Start of Data shown

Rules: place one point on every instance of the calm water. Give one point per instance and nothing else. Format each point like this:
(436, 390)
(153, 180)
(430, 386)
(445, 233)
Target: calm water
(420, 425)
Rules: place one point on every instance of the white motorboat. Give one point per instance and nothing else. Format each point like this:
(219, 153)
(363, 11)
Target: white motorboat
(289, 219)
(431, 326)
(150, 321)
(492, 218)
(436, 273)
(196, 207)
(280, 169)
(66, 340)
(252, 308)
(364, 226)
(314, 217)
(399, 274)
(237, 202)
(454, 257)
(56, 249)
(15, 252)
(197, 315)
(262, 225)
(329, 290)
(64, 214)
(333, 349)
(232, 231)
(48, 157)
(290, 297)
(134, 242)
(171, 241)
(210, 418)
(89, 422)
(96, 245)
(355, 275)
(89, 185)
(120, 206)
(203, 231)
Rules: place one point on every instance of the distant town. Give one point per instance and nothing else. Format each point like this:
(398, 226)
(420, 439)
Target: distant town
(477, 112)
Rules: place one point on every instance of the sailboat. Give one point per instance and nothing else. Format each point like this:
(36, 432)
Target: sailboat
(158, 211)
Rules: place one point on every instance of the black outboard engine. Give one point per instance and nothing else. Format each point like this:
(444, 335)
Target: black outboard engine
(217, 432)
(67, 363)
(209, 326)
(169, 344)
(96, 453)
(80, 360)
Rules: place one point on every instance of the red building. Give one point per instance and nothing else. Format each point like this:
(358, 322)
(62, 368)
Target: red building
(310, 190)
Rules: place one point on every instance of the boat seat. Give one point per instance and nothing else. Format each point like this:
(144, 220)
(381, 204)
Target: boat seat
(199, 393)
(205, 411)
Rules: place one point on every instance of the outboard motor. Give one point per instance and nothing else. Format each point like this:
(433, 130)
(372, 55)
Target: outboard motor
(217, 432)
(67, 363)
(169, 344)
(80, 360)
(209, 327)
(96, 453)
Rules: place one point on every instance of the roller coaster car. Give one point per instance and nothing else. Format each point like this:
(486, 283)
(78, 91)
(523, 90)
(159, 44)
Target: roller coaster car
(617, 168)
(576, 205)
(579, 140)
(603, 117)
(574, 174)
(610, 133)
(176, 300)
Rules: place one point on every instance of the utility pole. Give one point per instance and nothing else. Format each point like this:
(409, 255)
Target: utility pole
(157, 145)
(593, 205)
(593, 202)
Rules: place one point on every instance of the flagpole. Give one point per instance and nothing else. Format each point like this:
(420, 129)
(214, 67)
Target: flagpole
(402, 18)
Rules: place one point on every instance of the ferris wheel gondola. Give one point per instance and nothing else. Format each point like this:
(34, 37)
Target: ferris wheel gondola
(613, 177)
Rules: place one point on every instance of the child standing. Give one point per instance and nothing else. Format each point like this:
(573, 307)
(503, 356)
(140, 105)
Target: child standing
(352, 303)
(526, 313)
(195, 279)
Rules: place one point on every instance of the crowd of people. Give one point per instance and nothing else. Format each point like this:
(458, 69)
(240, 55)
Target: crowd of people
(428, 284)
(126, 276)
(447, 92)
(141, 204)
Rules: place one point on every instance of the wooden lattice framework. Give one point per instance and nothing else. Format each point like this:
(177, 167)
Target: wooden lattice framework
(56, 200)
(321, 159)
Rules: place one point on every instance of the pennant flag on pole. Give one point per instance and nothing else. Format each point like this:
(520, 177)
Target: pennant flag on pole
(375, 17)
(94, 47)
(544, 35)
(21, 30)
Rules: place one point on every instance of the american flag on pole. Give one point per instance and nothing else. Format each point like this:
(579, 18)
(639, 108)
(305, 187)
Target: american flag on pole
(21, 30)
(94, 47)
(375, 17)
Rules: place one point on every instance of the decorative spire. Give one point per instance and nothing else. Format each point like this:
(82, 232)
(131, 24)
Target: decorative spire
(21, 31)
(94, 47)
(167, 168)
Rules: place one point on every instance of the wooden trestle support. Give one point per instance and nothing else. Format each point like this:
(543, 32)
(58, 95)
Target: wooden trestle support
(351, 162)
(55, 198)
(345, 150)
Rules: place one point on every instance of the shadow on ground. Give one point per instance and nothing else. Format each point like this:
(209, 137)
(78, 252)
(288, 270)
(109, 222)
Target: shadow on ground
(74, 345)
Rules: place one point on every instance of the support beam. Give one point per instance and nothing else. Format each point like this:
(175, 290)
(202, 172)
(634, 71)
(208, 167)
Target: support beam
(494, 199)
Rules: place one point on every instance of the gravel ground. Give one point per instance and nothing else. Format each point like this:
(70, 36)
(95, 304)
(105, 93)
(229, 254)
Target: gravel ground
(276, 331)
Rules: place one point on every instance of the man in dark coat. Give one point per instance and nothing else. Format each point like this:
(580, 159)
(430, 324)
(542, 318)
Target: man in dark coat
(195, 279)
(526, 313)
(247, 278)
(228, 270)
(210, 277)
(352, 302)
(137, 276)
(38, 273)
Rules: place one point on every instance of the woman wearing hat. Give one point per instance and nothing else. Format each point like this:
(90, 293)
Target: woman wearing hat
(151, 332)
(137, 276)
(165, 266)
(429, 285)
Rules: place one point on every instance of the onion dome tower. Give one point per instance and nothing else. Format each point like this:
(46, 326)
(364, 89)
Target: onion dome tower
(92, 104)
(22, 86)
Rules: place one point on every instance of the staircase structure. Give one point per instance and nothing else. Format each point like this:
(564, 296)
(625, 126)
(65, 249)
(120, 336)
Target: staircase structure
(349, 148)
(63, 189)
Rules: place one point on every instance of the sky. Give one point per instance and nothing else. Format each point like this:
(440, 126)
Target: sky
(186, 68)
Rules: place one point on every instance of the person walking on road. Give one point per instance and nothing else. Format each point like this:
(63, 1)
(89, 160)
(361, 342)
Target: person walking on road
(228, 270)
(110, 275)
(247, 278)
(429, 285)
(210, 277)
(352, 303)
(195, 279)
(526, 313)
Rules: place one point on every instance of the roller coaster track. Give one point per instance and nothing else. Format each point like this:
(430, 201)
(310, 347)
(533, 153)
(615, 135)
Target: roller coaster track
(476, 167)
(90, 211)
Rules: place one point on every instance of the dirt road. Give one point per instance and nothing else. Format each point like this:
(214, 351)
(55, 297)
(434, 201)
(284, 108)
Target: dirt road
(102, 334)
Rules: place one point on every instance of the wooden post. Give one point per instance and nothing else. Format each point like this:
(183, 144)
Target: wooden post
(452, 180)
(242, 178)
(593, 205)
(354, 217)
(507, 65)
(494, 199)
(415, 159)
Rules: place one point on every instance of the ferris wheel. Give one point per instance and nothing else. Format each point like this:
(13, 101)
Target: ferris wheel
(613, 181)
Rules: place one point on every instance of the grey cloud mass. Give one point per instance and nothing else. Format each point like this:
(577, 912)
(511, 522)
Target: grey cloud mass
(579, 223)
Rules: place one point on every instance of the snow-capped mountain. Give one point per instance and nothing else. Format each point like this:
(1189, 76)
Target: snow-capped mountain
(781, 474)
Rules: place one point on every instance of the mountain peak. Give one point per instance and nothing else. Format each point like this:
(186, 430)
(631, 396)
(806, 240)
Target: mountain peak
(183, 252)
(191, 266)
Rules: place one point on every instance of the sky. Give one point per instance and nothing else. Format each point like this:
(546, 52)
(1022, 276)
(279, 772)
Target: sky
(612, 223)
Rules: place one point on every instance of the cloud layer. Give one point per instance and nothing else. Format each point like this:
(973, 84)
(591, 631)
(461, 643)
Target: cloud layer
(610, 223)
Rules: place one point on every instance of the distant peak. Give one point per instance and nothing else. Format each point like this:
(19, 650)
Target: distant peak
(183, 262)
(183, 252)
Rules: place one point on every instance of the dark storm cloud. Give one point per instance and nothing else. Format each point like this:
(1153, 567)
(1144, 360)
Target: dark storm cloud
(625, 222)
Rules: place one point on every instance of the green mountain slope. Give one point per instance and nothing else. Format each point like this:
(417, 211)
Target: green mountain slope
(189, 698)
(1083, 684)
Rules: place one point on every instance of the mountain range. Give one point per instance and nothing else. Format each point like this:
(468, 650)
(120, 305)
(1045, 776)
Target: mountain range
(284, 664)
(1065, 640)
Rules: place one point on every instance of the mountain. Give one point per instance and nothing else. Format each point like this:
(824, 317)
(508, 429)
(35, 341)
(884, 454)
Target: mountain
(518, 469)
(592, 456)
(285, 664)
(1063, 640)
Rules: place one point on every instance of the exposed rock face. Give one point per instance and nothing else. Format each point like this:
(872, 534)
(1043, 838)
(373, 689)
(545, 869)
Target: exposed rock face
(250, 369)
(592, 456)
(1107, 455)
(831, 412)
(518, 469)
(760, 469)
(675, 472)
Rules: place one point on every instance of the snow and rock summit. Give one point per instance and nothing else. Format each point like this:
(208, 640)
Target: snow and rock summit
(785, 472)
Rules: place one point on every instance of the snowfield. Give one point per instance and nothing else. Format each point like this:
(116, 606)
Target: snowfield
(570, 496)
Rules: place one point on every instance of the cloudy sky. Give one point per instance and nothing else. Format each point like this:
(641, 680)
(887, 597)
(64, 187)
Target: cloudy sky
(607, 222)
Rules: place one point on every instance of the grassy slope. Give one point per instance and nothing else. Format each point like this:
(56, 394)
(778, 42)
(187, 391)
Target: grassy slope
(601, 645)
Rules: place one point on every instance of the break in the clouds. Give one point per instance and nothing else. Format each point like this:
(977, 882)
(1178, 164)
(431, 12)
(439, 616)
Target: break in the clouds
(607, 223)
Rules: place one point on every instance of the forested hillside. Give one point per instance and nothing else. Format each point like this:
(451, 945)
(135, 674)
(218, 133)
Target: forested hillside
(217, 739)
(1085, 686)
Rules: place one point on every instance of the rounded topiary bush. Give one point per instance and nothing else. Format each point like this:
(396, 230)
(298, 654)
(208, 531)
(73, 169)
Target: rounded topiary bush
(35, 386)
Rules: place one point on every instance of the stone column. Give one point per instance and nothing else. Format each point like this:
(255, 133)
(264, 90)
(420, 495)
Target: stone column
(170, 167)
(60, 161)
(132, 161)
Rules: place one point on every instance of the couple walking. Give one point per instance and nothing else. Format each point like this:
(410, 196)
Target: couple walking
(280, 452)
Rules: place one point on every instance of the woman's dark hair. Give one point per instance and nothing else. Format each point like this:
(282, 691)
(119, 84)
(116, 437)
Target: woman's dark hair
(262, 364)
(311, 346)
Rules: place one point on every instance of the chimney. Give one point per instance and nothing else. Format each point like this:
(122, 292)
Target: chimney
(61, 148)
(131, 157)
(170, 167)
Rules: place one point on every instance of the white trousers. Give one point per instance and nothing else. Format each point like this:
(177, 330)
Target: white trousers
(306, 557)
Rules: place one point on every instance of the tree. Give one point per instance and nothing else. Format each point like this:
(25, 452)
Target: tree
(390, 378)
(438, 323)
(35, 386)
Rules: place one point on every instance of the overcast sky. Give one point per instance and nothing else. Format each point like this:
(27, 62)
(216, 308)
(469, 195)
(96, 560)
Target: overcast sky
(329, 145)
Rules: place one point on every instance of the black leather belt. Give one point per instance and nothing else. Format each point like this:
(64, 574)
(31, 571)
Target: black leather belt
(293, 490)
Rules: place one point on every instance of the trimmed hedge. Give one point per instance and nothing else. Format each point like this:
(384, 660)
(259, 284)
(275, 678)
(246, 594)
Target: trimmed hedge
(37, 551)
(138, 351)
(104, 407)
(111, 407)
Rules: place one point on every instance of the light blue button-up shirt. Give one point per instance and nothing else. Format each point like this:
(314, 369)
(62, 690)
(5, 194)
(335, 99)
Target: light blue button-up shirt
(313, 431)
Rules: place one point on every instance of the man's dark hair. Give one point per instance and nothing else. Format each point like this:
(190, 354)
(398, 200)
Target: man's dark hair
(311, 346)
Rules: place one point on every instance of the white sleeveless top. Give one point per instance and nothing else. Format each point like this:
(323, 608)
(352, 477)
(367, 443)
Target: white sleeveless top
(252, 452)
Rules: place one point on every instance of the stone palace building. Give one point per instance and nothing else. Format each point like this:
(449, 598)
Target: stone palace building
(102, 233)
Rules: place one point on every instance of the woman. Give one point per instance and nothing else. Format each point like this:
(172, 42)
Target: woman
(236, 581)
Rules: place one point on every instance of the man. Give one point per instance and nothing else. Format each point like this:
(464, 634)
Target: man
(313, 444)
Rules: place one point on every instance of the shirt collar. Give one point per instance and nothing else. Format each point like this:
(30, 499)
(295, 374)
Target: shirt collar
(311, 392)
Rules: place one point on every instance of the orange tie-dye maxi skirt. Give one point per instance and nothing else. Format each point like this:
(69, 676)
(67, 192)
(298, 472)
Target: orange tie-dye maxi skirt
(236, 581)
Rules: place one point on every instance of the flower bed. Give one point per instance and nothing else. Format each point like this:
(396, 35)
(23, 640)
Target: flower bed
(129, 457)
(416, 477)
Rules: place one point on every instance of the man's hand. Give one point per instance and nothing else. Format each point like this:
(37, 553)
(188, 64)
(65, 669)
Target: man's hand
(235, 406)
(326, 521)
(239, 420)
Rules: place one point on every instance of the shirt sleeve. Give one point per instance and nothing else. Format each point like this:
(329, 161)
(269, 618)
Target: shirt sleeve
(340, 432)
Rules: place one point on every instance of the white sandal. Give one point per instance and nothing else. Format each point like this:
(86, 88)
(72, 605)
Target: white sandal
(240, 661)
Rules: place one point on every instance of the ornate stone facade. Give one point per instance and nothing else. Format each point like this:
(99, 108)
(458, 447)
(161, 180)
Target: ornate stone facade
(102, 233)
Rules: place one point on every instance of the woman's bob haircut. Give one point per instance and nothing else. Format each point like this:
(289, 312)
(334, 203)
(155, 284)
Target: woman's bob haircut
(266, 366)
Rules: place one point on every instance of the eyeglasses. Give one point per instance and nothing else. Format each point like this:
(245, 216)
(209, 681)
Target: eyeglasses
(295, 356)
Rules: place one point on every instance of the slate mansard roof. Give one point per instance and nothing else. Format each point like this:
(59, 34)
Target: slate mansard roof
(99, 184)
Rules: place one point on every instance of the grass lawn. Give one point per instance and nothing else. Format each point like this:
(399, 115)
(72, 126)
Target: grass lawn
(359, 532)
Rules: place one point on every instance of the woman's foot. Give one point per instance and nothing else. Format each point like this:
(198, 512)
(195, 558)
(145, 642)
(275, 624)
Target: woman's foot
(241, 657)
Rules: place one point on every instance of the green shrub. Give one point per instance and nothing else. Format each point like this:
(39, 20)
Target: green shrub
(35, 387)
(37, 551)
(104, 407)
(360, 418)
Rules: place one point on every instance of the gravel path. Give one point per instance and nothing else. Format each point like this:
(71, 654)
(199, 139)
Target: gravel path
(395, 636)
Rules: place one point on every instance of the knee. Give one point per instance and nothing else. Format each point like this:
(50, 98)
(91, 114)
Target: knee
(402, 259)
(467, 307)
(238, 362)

End of Data shown

Both the line containing "ferris wheel gondola." and the line containing "Rules: place one point on every instance of the child" belong in the answer. Print them and every line above that falls between them exactly, and no others.

* _Solution to the exercise_
Rules: place one point on every instance of the ferris wheel gondola. Give one point per instance and nothing else. Format each point like this:
(34, 37)
Target: ferris wheel gondola
(613, 177)
Rules: place one point on every instance of the child standing. Give one point per instance and nothing else. Format each point like this:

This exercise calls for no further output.